■ Brief A ■
In the passage on communication skills feedback, why should feedback be given as soon as possible after an observed interaction?
■ Brief B ■
Answer these questions from the passage on communication skills feedback:
(i) What is one example it gives of evidence showing ongoing learning over the year?
(ii) Which guide is said to discuss the use of evidence for KSF annual development reviews further?
(iii) What should the practitioner be asked to do first after an interaction has been observed?
■ Brief C ■
Continue the passage on communication skills feedback from the point where it stops.

■ Passage shown ■

::::

For annual reviews of communication and relationships, it would be more appropriate to use evidence that demonstrates ongoing learning over the year, for example, reflective notes from the practitioner or from someone who has observed their skills developing over time, a series of completed observation checklists, feedback gathered from patients over a period of time (formal or informal) and so on.

The use of evidence for KSF annual development reviews is discussed further in the Guide to KSF and Communication and relationship Skills

After observing an interaction.

  1. Give feedback as soon as possible after the event.

Feedback should be timely, ideally given immediately after an interaction has been observed so that events are fresh in the mind and there is less opportunity for doubt over what actually happened. This also means that it should be easier to generate ideas for how a situation might have been handled differently.

  1. Ask the practitioner to reflect on their own performance first, and to be positive.

::::

■ Provided information ■
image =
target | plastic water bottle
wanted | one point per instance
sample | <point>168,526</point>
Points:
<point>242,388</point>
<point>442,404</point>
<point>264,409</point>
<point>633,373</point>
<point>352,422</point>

::::

■ Final answer A ■
Events are still fresh in the mind, so there is less room for doubt over what actually happened. Timely feedback should also make it easier to come up with ideas for how the situation might have been handled differently.

■ Final answer B ■
(i) Reflective notes from the practitioner or from someone who has observed their skills developing over time.
(ii) The Guide to KSF and Communication and relationship Skills.
(iii) Reflect on their own performance, and be positive.

■ Final answer C ■
Asking a practitioner to reflect on their performance first before they receive feedback allows them to raise any shortcomings before they are pointed out by anyone else. This should reduce the chance of demoralising them. Some practitioners will be quick to highlight areas of difficulty. Help them to identify elements of their performance that they feel were good and should be continued as well as areas where they felt things went less well and could be improved. Make sure that the practitioner understands that learning through observation and feedback is a collaborative process and that their self-reflection is an important part of this.

  1. Ensure feedback covers positive aspects as well as areas for improvement.

There is an opportunity to learn from identifying elements of communication that have worked well and should be continued as well as elements of communication that could be developed or improved. This is especially true in a group situation where participants will have different strengths.

  1. Be descriptive rather than evaluative.

Focus on what was actually said and done rather than how you felt it went. Be careful to describe what happened and what the consequence was. Then encourage the practitioner to reflect on this. Avoid making assumptions about feelings and also adding your own feelings about an interaction. Avoid accusing or blaming the practitioner.

For examample, “When you turned to the computer screen, eye contact was broken and the patient stopped talking” rather than “You didn’t make a very good job of encouraging the patient to talk”.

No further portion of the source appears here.